» **Article**
------------------------------------------------------------------------

My faith in the bird was born amid their southward migration through Denver, Colorado, in September 2015. I’d gone looking for nighthawks in a place where and at a time when I thought it likely I might see one. Common Nighthawks are (mostly) crepuscular; they hunt for flying insects through dawn and dusk. Walking around central Denver’s Cheesman Park after sunset, eyes aimed upward, I found only brown bats. I sat a while, awaiting night, and watched these other things with wings. Then, I left.

In truth, I just readied to leave. I sat in my car and, though it was a Sunday and though it was evening, I compulsively checked my email. A (lengthy) message from my department chair at the University of Denver greeted me. Compulsively, I read it, though I believe one should neither mix time off with work nor birds with the same. Dusk gave way to night. The bats gave way to a still park.

At the end of the email, nighthawks. 

A trio, emerging from the nearby neighborhood, furiously pursued insects under the park’s streetlights. I left my car and followed them. Nighthawks, like swallows, feed on the wing, catching insects as they fly. They are strong, agile fliers. I have seen them cut upward, leaning backward as they do, in pursuit of prey. They make micro-adjustments that give them a “tipsy” appearance, as Pete Dunne puts it in his Field Guide Companion. To me, they appear confident in the air. Untouchable, even. Nighthawks always seem to be beyond their human-observer, even when approaching them—a twist of angles always cutting away. Unlike songbirds, which rarely fly directly at people, this trio chased their prey wherever it went, even if it meant flying directly at me. 

An arm’s length away, a nighthawk.  

Photo credit: "Nighthawk at Dusk (Centennial, Colorado)" by Jared Del Rosso
Nighthawk at Dusk (Jared Del Rosso)

------------------------------------------------------------------------

» **Dataset excerpts**
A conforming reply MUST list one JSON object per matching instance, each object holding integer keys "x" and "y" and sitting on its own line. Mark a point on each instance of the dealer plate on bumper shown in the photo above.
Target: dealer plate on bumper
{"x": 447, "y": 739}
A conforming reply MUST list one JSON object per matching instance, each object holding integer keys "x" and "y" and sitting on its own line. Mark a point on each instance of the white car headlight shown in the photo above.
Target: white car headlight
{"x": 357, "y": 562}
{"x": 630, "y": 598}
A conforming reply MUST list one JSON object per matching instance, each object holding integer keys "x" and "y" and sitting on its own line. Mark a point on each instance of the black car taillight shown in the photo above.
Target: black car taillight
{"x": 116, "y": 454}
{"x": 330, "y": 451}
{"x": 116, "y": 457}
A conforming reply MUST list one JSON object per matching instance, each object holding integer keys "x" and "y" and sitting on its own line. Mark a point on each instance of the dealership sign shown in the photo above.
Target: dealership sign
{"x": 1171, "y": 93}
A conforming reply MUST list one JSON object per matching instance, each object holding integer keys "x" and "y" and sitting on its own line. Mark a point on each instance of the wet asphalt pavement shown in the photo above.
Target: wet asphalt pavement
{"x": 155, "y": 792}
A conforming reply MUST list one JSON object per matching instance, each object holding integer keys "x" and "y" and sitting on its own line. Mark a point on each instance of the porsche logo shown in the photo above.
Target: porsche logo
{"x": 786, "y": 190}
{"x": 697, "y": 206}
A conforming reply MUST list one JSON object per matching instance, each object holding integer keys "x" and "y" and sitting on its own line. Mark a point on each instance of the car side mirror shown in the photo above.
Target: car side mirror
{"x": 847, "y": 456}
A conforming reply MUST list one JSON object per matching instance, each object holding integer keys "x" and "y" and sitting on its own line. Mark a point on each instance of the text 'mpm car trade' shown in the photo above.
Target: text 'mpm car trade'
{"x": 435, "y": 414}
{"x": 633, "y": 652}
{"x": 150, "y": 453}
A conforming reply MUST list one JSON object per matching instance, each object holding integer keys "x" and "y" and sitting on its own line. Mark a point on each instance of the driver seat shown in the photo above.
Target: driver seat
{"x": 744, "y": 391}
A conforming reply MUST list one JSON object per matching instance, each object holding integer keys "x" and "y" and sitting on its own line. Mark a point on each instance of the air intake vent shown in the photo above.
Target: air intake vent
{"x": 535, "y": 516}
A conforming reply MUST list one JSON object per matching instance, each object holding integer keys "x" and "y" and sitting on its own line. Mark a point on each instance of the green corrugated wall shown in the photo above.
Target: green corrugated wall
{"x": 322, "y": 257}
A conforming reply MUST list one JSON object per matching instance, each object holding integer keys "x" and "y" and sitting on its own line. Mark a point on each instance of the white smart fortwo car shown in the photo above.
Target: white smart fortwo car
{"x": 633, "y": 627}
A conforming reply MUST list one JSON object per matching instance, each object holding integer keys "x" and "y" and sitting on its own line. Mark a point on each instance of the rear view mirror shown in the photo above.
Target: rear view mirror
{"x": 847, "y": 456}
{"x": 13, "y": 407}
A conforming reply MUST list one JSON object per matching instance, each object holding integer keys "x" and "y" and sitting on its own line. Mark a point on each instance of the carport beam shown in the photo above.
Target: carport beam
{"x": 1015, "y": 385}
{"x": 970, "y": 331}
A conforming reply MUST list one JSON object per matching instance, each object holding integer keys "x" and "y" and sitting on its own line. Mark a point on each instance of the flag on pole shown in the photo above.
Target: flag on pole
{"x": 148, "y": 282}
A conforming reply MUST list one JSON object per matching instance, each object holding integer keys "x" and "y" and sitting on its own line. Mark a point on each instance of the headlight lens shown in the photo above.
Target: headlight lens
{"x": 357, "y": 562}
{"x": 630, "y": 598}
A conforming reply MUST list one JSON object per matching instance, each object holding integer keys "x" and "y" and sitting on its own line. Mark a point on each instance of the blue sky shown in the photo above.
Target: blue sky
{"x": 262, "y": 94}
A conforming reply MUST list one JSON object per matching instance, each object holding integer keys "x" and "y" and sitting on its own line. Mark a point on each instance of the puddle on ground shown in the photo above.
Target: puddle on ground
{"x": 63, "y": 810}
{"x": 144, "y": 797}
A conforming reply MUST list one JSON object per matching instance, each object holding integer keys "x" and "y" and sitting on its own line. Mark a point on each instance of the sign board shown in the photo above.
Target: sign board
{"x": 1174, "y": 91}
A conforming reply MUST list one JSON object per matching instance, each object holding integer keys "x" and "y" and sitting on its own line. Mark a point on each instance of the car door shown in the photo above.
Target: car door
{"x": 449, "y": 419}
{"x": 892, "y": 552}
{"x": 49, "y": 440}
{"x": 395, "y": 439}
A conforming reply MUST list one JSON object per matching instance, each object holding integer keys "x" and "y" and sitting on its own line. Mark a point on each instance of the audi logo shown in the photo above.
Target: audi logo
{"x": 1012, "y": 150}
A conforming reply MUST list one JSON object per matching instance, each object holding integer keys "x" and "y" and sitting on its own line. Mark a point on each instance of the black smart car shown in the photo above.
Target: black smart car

------------------------------------------------------------------------

» **Tasks to complete**
1. In the nighthawk essay, when do Common Nighthawks hunt for flying insects?
2. Quote the nighthawk essay from "At the end of" to "away, a nighthawk.".

» **Task-by-task solutions**
1. They hunt for flying insects through dawn and dusk.

2.
At the end of the email, nighthawks. 

A trio, emerging from the nearby neighborhood, furiously pursued insects under the park’s streetlights. I left my car and followed them. Nighthawks, like swallows, feed on the wing, catching insects as they fly. They are strong, agile fliers. I have seen them cut upward, leaning backward as they do, in pursuit of prey. They make micro-adjustments that give them a “tipsy” appearance, as Pete Dunne puts it in his Field Guide Companion. To me, they appear confident in the air. Untouchable, even. Nighthawks always seem to be beyond their human-observer, even when approaching them—a twist of angles always cutting away. Unlike songbirds, which rarely fly directly at people, this trio chased their prey wherever it went, even if it meant flying directly at me. 

An arm’s length away, a nighthawk.